PASSAGE GIVEN:
......
While it is certainly a good thing to improve your knowledge of algebra,
I suggest you also read a decent book on data structures and algorithms
(Knut, Sedgewick or the like).  It's not so much mathematics you will
learn from them but to analyze problems and find proper algorithms and
data structures.  You'll learn why it is more efficient to use a Hash
for lookups than traversing an array with key value pairs.  Things like
that.  Hope that helps.

Kind regards

  robert

quoth the Robert Klemme:

>   robert
Thanks Robert, good advice...

Apropos to your points, "Introduction to Algorithms" by Corman, 
Leiserson et
al is currently on the way to my house via Amazon.

I was looking at the (in)famous Knuth books, but the word on the 
playground is
that they are absolutely steeped in mathematical theory. This may or may 
not
be true for all I know, but the fact that MIT Open Courseware
6.046 -   "Introduction to Algorithms" uses the Corman book as text 
sealed my
choice.

Thanks again,
-d

darren kirby wrote:
> Very interesting. I find myself in exactly the same boat. I fell into my 
> love of computers/programming late in life (ie: after college), and I also 
> have a very weak background in math. I have found it had held me back a great 
> deal. Everytime I try to improve my math skills, I find myself having to 
> backtrack more and more because I am coming across concepts I just don't 
> understand until I find myself all the way back at the high school
> level<shudder>.

Yup, I feel you there. I've got a geometry book at home waiting eagerly 
awaiting to be cracked open.

> You can see this manifested in all my submissions to the Ruby Quiz, 
> which always run waaaaaaaay slower than everyone else's ;)

At least you're submitting to Ruby Quiz! I tried a few of them and 
they're pretty tough. So good work!

Robert Klemme wrote:
> While it is certainly a good thing to improve your knowledge of algebra,
> I suggest you also read a decent book on data structures and algorithms
> (Knut, Sedgewick or the like).  It's not so much mathematics you will
> learn from them but to analyze problems and find proper algorithms and
> data structures.  You'll learn why it is more efficient to use a Hash
> for lookups than traversing an array with key value pairs.  Things like
> that.  Hope that helps.

Actually, that does help. A lot. Thanks Robert. I shall seek and find on 
Amazon, and into my wish list shall those books go.
......
EXTRACTED DATA:
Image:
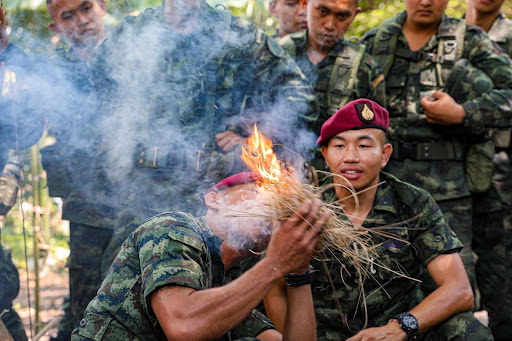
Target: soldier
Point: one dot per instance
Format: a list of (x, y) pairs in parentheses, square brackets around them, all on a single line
[(182, 82), (433, 134), (168, 280), (73, 166), (339, 70), (414, 239), (496, 262), (290, 14)]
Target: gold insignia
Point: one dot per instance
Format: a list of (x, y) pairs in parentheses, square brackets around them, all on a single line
[(367, 113)]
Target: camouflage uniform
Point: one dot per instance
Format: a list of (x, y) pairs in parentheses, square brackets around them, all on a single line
[(193, 86), (170, 249), (494, 274), (430, 156), (422, 234), (75, 173), (346, 74)]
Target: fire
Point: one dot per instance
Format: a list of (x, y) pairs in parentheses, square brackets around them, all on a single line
[(8, 82), (259, 156)]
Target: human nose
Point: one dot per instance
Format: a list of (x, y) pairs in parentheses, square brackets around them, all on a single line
[(351, 155), (330, 23), (83, 19)]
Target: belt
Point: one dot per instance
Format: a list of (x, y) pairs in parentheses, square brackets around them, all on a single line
[(428, 151)]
......
EXERCISES TO COMPLETE:
**1.** In the forum thread above about learning algorithms, restate the paragraph beginning "I was looking at the (in)famous Knuth books" more concisely, keeping its main facts.
**2.** From the forum thread above about learning algorithms, reproduce everything from "At least you're" down to "those books go.".
**3.** Write the next part of the forum thread about learning algorithms, picking up after its final reply.

ANSWERS FOR THE TASKS:
**1.** The writer considered the Knuth books but heard they are heavily steeped in mathematical theory. Unsure whether that is true, the writer chose the Corman book because MIT Open Courseware 6.046, "Introduction to Algorithms," uses it as its text.

**2.**
At least you're submitting to Ruby Quiz! I tried a few of them and 
they're pretty tough. So good work!

Robert Klemme wrote:
> While it is certainly a good thing to improve your knowledge of algebra,
> I suggest you also read a decent book on data structures and algorithms
> (Knut, Sedgewick or the like).  It's not so much mathematics you will
> learn from them but to analyze problems and find proper algorithms and
> data structures.  You'll learn why it is more efficient to use a Hash
> for lookups than traversing an array with key value pairs.  Things like
> that.  Hope that helps.

Actually, that does help. A lot. Thanks Robert. I shall seek and find on 
Amazon, and into my wish list shall those books go.

**3.**
Thanks for the (extensive) response Mark, I appreciate it. Yes, you're 
absolutely right about understanding the nature of the problem before 
trying to solve it. I think I do a pretty good job of that -- I just 
have to remind myself that, eventually, I have to stop pondering and 
start writing.

I started laughing when I read your comment about my Hand object. My 
first iteration didn't have the Hand object, and it worked fine, but I 
knew I wanted to include it before I started the project, so in it went. 
It makes more sense to me that way.

I've always been into writing (fiction, mostly) and I gather my brain 
just "works that way," whereby stories make more sense than numbers.

I think I score okay on your first two skills for the ToH, but the 
third, recursion, has always been difficult for me, except when it's 
not. I understand iteration and nested iterations and when and how to 
use them, but I trip up when a method calls itself repeatedly.

Anywho, thanks for the awesome replies everyone -- you guys are great! 
:)

- Daniel

> Robert Klemme wrote:
>> I suggest you also read a decent book on data structures and algorithms
>> (Knut, Sedgewick or the like).

I find Sedgewick to be a lot more useful than Knuth, because
he uses high-level (well, higher than assembly) code.  I'd
love to see a good book on algorithms for Ruby (hint!).

For a gentle introduction to many of these topics, I'd look
at Jon Bentley's "Programming Pearls" and "More Programming
Pearls".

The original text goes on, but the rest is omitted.